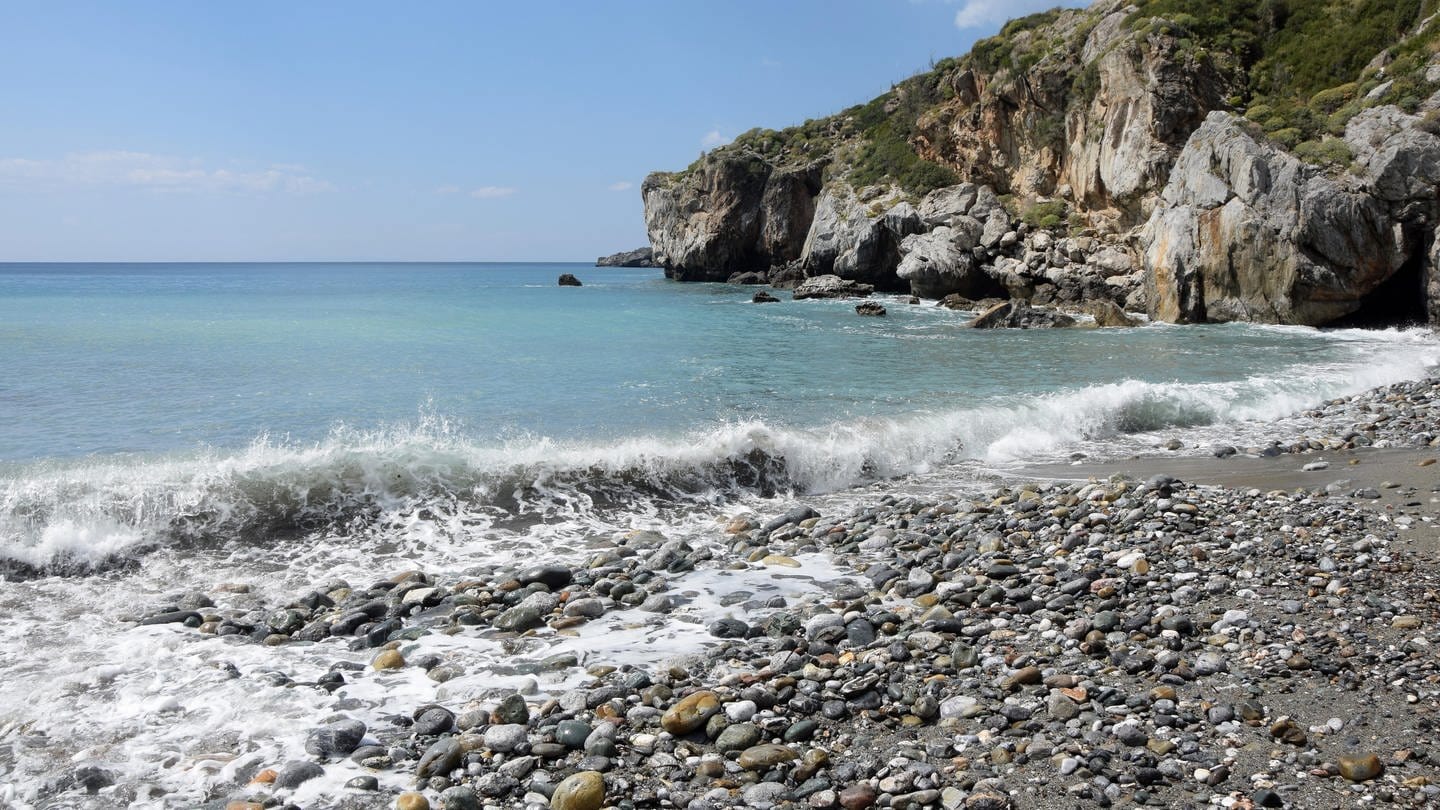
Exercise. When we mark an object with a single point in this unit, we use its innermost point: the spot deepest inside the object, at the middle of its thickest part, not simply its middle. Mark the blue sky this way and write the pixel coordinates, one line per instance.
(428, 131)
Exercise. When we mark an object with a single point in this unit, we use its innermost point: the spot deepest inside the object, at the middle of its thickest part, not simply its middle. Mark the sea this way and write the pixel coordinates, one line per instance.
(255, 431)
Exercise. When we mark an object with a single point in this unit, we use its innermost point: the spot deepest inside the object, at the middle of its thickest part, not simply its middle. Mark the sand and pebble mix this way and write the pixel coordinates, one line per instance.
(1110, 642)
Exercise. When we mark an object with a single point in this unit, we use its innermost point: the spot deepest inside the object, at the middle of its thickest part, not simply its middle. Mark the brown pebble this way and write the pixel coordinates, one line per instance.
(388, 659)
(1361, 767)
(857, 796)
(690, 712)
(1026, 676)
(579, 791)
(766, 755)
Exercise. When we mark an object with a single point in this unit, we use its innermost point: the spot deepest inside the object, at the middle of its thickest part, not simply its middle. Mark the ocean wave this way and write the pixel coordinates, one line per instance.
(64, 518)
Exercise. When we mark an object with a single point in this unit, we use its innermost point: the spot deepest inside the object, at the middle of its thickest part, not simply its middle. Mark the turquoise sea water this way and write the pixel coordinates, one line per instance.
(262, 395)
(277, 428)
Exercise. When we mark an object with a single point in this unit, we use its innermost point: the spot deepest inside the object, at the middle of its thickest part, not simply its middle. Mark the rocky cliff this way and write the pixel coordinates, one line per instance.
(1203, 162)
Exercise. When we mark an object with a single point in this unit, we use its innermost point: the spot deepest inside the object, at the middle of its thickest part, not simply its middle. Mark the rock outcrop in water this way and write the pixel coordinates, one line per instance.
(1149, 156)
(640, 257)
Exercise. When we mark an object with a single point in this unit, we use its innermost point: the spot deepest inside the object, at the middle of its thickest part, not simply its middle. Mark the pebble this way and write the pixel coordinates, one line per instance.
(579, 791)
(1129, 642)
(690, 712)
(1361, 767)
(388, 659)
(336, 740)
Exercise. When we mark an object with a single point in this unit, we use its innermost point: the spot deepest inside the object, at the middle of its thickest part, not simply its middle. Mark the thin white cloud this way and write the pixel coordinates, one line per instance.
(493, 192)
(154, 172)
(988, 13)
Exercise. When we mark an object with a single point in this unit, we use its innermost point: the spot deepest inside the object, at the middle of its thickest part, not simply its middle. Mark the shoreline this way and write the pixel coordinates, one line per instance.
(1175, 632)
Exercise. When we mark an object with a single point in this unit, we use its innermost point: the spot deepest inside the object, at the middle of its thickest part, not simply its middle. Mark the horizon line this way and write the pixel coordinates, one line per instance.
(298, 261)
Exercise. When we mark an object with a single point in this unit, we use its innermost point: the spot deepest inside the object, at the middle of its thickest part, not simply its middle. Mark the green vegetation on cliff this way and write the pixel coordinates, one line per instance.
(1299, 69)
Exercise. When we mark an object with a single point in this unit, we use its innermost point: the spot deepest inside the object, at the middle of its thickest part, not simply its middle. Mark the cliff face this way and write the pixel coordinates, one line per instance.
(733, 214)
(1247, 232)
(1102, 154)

---

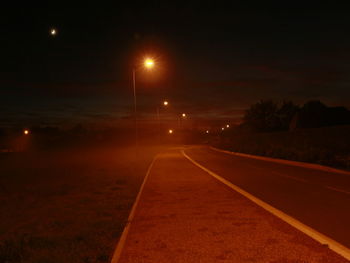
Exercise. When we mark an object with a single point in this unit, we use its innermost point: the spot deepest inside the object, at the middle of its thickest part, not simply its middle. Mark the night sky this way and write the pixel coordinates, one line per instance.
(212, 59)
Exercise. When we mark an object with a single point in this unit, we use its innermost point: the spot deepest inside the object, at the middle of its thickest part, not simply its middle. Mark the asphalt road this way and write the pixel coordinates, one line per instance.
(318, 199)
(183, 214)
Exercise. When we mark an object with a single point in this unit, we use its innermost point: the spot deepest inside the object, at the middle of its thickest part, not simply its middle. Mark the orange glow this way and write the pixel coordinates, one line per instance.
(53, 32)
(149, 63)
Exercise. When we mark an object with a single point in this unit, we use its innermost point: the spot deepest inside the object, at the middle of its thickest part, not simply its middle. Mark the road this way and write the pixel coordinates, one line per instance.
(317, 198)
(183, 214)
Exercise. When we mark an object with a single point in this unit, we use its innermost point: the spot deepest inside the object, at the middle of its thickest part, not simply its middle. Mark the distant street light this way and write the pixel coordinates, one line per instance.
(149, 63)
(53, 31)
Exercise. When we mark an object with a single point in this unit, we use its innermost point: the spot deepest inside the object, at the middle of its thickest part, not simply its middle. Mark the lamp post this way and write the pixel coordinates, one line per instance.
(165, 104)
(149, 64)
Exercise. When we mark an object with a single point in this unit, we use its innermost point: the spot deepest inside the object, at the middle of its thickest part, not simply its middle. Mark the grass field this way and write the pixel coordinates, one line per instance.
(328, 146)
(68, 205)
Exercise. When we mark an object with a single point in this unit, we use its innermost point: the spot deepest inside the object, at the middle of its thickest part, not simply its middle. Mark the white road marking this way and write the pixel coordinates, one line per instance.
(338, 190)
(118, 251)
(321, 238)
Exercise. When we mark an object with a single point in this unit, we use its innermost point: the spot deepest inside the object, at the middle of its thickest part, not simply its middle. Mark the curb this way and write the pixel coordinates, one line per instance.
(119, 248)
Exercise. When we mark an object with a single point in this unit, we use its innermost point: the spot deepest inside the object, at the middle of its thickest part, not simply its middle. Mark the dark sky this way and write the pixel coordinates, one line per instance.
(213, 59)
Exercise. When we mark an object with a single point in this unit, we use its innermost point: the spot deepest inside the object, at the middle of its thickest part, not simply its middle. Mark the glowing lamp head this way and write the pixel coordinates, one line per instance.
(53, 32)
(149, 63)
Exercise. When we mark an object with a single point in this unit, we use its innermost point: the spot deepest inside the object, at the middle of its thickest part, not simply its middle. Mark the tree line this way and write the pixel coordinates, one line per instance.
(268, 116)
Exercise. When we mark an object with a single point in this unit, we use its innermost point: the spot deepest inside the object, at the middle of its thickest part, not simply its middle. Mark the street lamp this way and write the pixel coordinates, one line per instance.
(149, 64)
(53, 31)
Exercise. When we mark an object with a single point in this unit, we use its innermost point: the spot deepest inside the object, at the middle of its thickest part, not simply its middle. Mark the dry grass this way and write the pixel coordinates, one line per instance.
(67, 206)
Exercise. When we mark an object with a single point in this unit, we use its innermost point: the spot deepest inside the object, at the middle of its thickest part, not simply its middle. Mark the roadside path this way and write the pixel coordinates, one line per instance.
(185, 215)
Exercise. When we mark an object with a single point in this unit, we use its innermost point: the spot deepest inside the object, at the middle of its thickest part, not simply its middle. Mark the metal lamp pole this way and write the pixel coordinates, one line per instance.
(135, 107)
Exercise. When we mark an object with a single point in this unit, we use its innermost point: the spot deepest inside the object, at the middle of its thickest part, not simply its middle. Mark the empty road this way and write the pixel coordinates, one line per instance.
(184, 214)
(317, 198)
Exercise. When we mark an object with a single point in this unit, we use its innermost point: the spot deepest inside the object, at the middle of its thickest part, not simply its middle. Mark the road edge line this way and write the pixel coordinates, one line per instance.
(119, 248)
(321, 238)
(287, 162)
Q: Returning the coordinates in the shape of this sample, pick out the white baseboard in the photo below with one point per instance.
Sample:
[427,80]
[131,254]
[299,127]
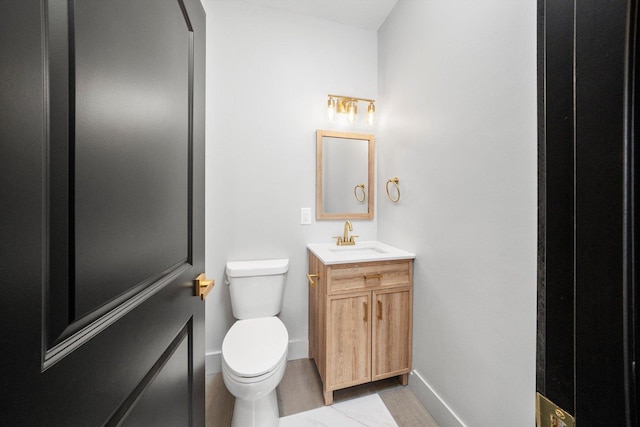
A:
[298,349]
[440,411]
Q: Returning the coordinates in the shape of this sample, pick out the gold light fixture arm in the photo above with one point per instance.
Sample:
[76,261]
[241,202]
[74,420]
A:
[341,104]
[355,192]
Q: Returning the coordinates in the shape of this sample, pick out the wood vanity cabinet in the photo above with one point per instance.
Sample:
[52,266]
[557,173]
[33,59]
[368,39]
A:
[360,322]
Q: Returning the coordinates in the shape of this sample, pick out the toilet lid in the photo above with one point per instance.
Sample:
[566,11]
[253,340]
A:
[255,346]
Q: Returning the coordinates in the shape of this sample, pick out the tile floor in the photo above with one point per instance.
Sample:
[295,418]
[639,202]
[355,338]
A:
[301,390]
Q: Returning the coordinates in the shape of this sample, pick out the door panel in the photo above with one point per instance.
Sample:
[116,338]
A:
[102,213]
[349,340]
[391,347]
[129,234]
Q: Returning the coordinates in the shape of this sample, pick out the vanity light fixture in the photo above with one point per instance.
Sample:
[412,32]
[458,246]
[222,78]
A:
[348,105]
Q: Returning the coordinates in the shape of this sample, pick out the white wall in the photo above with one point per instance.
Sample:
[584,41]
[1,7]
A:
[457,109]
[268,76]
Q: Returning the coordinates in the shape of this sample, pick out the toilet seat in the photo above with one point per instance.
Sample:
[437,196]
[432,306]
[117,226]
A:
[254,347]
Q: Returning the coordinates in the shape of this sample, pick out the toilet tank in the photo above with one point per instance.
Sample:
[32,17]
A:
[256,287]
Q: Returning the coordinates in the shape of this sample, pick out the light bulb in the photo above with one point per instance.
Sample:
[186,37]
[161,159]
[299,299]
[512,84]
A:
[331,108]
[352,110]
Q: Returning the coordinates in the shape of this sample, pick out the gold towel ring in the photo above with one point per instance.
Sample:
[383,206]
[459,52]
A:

**ASSIGNMENT**. Your answer should be one number, the count of lines above that hold "fixture".

**EXERCISE RESPONSE**. 2